• TRY IT
Only the lines below, from the one with "Target: vegetation in foreground" through the one with "of the bush", are to be written out, exactly.

• DATASET RECORDS
============================================================

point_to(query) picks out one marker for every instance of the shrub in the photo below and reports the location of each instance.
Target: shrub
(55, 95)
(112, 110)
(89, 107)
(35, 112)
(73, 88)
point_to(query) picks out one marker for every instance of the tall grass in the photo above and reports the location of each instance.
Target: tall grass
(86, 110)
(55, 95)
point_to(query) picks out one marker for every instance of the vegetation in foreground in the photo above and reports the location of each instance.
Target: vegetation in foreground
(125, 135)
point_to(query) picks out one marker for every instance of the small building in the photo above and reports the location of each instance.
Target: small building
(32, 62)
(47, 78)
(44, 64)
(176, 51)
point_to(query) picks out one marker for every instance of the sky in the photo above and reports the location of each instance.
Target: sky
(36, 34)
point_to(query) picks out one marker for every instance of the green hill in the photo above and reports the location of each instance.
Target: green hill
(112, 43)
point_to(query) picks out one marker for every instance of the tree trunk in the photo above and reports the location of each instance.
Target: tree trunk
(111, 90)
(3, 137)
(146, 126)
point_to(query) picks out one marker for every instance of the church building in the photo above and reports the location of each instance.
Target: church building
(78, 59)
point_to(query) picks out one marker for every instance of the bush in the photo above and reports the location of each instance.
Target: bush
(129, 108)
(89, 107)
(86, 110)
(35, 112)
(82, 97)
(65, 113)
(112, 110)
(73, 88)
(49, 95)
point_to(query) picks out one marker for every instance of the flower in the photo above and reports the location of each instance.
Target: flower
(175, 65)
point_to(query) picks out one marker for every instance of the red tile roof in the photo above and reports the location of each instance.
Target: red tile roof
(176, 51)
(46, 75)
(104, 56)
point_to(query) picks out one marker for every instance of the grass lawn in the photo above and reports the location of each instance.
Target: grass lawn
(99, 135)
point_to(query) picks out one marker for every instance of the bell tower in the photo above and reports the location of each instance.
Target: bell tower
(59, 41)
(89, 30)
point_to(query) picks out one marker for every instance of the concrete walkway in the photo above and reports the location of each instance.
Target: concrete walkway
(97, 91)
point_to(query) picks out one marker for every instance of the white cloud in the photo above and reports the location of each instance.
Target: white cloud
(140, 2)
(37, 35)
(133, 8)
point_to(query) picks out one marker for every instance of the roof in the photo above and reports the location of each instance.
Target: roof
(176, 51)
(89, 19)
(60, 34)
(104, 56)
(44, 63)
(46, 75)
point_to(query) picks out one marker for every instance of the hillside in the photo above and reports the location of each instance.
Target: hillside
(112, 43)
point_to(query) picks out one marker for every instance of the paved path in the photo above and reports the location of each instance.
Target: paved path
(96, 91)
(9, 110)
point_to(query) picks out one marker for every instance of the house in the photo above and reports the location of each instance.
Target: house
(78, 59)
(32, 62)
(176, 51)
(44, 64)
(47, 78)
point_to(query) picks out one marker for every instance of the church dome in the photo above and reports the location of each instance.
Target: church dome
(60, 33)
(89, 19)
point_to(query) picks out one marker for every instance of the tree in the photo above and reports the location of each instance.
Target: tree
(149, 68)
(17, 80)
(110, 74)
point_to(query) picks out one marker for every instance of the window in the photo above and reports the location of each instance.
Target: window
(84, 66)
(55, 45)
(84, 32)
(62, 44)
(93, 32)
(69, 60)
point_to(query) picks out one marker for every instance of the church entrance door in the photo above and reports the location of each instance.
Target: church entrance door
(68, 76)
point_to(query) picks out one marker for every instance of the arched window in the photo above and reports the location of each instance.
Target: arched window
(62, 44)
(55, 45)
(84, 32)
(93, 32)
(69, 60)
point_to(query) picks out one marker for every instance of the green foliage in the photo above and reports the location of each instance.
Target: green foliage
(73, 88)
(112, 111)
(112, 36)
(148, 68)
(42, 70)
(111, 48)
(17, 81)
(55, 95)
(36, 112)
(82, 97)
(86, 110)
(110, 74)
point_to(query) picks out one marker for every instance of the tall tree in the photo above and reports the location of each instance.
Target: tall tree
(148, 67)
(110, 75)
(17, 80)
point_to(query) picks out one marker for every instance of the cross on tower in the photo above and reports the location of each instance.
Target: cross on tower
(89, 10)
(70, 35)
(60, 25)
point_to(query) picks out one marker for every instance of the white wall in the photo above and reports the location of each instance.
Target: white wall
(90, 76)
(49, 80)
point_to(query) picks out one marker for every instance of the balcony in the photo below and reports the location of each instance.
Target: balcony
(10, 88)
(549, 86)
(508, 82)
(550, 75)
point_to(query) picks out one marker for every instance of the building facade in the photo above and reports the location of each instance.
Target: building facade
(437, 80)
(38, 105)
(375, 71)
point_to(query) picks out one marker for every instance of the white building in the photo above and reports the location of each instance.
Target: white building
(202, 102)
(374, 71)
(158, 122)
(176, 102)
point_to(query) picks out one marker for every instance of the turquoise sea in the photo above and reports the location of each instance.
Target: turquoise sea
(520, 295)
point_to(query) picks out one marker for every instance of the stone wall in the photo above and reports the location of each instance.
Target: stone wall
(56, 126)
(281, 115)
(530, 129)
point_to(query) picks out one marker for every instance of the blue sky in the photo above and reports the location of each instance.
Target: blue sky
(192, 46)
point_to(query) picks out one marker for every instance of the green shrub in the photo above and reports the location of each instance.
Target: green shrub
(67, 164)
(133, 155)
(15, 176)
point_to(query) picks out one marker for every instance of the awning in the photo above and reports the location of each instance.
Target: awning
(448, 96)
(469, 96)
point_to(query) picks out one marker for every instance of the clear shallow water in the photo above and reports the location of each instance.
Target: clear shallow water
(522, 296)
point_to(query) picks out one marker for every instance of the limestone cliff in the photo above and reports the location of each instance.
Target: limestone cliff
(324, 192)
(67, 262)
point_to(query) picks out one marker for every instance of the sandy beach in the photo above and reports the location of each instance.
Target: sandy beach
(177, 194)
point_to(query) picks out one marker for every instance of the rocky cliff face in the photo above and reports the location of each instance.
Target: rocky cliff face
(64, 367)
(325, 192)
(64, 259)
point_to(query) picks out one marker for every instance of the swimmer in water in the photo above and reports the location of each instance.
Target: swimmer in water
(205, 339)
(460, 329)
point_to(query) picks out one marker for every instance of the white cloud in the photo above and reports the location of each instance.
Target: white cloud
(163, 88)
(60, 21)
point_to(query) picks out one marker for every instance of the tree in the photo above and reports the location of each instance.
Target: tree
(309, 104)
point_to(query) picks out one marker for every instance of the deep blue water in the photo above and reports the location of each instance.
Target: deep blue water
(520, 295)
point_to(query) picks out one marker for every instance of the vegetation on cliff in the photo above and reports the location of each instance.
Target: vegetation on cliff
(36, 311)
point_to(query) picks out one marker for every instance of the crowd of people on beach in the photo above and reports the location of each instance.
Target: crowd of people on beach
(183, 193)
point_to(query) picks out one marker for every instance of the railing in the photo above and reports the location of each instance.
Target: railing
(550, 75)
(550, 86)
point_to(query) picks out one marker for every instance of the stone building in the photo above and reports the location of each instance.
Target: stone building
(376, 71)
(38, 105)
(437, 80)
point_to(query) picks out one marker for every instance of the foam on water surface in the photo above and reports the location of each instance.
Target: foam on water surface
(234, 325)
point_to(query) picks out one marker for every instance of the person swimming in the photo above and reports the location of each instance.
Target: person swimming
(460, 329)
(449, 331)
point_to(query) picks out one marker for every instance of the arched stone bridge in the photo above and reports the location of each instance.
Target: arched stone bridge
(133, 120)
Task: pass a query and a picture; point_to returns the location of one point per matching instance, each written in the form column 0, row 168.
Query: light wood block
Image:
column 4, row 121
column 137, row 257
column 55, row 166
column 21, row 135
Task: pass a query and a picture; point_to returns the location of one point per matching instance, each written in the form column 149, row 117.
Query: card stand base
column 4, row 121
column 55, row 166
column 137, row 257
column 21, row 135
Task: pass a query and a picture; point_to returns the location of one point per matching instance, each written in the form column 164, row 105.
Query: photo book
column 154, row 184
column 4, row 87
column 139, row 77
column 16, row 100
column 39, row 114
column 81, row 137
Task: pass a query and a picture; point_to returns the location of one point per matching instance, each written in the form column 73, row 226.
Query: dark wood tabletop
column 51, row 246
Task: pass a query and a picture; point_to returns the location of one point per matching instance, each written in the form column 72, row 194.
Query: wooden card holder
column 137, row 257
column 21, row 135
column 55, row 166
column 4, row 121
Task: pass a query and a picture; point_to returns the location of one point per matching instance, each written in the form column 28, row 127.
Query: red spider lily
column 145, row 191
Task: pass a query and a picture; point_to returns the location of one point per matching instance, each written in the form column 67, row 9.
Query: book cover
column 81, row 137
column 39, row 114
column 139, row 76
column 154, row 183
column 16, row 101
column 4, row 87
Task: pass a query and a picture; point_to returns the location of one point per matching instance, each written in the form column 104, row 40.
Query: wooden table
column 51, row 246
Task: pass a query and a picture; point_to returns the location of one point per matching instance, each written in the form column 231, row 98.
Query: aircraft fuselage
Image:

============================================================

• OUTPUT BELOW
Target: vegetation in foreground
(125, 135)
point_to(query) picks out one marker for every instance of the small building in the photo above and reports the location of each instance.
Target: small building
(32, 62)
(47, 78)
(44, 64)
(176, 51)
point_to(query) picks out one marker for every instance of the sky in the photo above and reports the location of each instance.
Target: sky
(36, 34)
point_to(query) picks out one marker for every instance of the green hill in the photo above and reports the location of each instance.
Target: green hill
(112, 43)
point_to(query) picks out one marker for every instance of the tree trunk in the photo above and reports the location of each instance.
Target: tree trunk
(111, 90)
(3, 137)
(146, 126)
point_to(query) picks out one marker for every instance of the church building in the photo above and reports the location of each instance.
Target: church building
(78, 59)
point_to(query) picks out one marker for every instance of the bush in the photo above and reports the location of each instance.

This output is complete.